*** Supplied records ***

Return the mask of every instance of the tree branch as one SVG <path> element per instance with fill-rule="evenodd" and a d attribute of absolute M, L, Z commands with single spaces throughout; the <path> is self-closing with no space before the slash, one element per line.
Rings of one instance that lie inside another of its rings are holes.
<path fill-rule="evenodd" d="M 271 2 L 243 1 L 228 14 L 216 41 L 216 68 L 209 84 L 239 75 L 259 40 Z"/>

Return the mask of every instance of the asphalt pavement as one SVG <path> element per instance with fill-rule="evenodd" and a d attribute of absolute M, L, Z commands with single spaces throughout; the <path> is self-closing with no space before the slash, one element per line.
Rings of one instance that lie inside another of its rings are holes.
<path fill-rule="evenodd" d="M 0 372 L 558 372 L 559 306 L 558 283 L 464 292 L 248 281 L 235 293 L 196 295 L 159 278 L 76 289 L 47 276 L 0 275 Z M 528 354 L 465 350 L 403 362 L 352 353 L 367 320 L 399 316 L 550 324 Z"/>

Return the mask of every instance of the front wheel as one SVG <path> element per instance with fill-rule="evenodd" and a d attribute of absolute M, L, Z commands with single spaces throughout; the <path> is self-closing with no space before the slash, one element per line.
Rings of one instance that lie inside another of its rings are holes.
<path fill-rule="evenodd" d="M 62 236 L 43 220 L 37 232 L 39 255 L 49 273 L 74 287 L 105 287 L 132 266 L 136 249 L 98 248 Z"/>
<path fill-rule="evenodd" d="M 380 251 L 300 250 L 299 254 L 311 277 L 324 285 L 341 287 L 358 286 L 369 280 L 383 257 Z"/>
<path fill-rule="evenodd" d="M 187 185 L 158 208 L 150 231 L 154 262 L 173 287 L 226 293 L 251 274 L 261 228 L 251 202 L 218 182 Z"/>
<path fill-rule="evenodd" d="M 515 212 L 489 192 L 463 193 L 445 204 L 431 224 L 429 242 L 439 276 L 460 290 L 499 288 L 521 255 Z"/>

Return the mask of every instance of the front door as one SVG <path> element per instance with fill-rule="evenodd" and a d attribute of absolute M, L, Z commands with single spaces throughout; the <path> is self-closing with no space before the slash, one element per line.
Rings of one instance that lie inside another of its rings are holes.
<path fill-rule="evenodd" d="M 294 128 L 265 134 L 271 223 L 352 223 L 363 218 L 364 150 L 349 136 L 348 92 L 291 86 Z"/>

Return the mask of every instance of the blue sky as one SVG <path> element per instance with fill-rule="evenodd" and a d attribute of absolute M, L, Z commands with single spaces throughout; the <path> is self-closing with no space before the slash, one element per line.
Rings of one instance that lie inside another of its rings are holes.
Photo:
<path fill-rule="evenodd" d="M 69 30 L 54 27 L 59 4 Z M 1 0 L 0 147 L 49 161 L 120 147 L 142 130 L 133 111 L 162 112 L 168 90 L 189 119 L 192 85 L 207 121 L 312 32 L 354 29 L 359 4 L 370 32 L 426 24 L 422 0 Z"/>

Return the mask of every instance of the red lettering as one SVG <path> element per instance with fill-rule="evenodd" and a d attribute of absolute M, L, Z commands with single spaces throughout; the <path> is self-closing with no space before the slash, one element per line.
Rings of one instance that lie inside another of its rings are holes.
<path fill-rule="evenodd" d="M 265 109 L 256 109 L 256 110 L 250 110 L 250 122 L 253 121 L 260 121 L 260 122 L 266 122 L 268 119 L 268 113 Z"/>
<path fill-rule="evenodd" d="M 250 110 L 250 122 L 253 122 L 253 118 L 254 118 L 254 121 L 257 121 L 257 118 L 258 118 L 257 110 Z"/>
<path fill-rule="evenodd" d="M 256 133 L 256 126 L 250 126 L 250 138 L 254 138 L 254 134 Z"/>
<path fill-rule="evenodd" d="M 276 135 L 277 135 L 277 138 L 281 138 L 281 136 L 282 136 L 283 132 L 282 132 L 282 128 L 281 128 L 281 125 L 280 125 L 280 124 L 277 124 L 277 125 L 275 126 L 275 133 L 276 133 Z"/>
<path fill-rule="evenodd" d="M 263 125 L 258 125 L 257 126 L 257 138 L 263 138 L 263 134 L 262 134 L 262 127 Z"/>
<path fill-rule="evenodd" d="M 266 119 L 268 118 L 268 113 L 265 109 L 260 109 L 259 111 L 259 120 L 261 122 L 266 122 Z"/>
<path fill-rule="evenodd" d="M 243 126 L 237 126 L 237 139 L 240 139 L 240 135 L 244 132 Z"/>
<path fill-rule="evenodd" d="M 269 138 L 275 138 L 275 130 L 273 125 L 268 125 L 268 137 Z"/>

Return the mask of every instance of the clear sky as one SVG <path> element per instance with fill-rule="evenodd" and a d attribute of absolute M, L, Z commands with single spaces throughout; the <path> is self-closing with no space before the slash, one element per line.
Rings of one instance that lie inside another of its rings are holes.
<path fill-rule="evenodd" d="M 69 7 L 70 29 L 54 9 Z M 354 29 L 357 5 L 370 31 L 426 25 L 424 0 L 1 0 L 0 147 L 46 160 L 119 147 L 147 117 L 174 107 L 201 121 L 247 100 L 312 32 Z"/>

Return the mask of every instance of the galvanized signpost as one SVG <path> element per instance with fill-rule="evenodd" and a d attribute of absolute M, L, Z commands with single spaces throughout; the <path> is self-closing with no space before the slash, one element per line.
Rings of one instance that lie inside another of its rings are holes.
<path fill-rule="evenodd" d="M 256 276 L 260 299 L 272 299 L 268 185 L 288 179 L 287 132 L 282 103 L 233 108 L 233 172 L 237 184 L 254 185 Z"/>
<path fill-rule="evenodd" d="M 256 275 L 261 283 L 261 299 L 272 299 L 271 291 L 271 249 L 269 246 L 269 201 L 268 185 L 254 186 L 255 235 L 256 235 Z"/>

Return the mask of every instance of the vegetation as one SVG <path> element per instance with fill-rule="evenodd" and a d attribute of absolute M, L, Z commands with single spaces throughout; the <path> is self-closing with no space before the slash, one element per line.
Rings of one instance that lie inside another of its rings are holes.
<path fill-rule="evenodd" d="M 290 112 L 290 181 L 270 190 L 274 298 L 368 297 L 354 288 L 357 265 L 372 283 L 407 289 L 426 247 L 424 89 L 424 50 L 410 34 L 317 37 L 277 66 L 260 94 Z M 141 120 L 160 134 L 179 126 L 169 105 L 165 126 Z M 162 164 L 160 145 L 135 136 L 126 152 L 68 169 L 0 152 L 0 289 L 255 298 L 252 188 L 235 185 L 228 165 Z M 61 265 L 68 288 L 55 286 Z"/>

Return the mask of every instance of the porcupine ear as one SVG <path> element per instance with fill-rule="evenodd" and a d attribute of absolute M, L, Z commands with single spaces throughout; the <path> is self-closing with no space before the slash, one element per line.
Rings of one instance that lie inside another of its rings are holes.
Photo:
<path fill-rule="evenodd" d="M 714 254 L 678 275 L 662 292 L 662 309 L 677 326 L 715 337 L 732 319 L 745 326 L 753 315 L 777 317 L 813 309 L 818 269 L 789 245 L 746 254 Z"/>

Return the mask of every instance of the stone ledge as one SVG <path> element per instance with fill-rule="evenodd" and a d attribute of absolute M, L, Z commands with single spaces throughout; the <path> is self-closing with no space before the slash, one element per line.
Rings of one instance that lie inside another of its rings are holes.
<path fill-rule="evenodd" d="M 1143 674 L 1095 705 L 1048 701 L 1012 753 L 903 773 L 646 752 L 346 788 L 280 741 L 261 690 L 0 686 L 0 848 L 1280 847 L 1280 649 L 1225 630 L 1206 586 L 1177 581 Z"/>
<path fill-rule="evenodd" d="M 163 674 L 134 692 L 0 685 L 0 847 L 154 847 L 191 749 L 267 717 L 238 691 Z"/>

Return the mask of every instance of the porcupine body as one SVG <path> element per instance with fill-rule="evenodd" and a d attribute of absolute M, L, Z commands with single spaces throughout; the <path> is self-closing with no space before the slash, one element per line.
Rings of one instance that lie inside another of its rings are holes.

*** End of Supplied records ***

After locating the line that holds "Return the mask of every instance of the porcupine body", print it and each line after it through the end of the data, exactly as it stands.

Reply to the exercise
Return the mask of every instance of the porcupine body as one SVG <path> element per instance with fill-rule="evenodd" and a d attribute of absolute M, L, Z commands with single spaces throughout; the <path> is self-closing with no space before the slash, one element per line.
Rings of one instance that lie inside another of its rings are holes.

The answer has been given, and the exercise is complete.